> [TEXTE FOURNI]
Veillée d'armes sur l'Arctique

La stratégie canadienne doit-elle privilégier le recours aux forces armées ou aux organisations civiles, comme la Garde côtière ou la Gendarmerie royale du Canada?

Souveraineté dans l'Arctique



Mario Roy a probablement raison d'intituler son éditorial du 10 août ["La bataille de l'Arctique"->8121]. De nombreux éléments semblent contribuer à nourrir une logique de conflit entre les principaux gouvernements de la région (le Canada, les États-Unis, le Danemark, la Russie et l'Union européenne), sans parler de ceux qui, comme le Japon ou la Chine, ne cachent pas leur intérêt. L'incertitude quant aux tracés et au statut des frontières, l'espoir de mettre la main sur un vaste bassin de ressources naturelles, ou encore la crainte de voir cette région devenir le foyer d'activités criminelles ou dangereuses pour l'environnement, sont autant de facteurs qui alimentent cette logique.
Mais la bataille ne s'engage pas seulement sur la banquise (ou ce qu'il en reste). En fait, là-haut, il s'agit encore d'une veillée d'armes. Pour l'heure, l'exploitation des ressources de l'Arctique, de même que l'émergence de nouvelles menaces demeurent encore plus théoriques que réelles.
Si le gouvernement Harper multiplie les gestes témoignant de sa volonté de s'engager à fond dans cette bataille, il n'en demeure pas moins que sa stratégie (ainsi que les choix et les calculs qu'elle sous-tend) demeure à clarifier et à débattre. Dans ce contexte, il convient de rappeler en quoi le conflit qui s'amorce diffère de bien d'autres batailles qu'Ottawa a mené sur la scène internationale.
En premier lieu, la configuration des alignements et clivages permettant de distinguer les amis des rivaux est bien différente de ce à quoi sont habitués les Canadiens. Ainsi, dans bon nombre de dossiers touchant à l'Arctique, c'est à l'intérieur du camp occidental, sur qui s'est historiquement aligné Ottawa, que se trouvent les principaux rivaux du Canada, comme les États-Unis, le Danemark et l'Union européenne. Plus encore, dans le cas de la querelle sur le passage du Nord-Ouest, Ottawa est, pour l'instant du moins, fin seul!

> [ENREGISTREMENTS FOURNIS]
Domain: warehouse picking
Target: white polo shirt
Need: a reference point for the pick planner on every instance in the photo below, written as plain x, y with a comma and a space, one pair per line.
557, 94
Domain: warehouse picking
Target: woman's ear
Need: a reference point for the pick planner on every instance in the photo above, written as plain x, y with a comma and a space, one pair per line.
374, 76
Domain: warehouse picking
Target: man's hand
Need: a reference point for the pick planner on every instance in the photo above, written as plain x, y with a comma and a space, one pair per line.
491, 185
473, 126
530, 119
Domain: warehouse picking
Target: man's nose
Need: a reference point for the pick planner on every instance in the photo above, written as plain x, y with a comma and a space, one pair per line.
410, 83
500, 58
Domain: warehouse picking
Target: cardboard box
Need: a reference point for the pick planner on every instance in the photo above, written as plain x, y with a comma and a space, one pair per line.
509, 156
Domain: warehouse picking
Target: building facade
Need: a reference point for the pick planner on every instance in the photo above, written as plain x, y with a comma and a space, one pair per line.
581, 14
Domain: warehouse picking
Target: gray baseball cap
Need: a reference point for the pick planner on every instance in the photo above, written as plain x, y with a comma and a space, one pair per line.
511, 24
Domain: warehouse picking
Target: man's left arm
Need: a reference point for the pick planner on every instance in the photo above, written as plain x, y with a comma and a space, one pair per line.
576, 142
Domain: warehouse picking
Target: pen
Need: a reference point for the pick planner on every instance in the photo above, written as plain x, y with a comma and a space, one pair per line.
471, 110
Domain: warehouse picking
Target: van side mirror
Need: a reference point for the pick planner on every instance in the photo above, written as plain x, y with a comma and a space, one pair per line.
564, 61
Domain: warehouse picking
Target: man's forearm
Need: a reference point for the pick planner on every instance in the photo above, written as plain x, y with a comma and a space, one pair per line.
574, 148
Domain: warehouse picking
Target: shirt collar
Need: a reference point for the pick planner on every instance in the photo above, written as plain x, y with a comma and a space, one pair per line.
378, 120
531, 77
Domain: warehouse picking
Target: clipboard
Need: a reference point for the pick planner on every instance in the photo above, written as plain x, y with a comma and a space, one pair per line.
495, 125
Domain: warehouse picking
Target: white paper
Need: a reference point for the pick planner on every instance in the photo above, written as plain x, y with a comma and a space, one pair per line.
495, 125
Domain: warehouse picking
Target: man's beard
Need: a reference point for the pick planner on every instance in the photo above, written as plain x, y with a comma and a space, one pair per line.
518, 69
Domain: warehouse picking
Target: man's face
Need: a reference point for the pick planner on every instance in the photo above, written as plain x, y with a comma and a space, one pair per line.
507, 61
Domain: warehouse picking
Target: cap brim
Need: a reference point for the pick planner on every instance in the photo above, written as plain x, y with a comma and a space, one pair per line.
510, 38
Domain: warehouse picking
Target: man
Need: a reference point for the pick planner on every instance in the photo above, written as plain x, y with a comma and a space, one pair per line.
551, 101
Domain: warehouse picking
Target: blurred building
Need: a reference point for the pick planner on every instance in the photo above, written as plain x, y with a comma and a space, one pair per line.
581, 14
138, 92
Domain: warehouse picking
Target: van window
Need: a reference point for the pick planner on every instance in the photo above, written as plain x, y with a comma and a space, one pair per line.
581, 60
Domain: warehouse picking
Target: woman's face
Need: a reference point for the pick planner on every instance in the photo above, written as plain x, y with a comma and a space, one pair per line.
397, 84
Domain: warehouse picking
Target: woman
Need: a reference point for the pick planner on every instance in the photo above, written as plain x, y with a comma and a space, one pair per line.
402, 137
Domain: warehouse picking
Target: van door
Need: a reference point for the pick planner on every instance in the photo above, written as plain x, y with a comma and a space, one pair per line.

> [LISTE DES TÂCHES]
a) D'après le texte sur l'Arctique, pourquoi s'agit-il encore d'une « veillée d'armes » là-haut ? Répondez en une à trois phrases.
b) Mettez à jour le passage du texte sur l'Arctique qui s'ouvre sur les mots contenant « Veillée d'armes sur » et se ferme sur « royale du Canada? », en remplaçant « Garde côtière » par « Agence des services frontaliers ».
Les enregistrements forment un contenu à part, sans lien avec le texte.

> [RÉPONSES PAR TÂCHE]
a) Parce que, pour l'heure, l'exploitation des ressources de l'Arctique et l'émergence de nouvelles menaces restent encore plus théoriques que réelles.

b)
Veillée d'armes sur l'Arctique

La stratégie canadienne doit-elle privilégier le recours aux forces armées ou aux organisations civiles, comme la Agence des services frontaliers ou la Gendarmerie royale du Canada?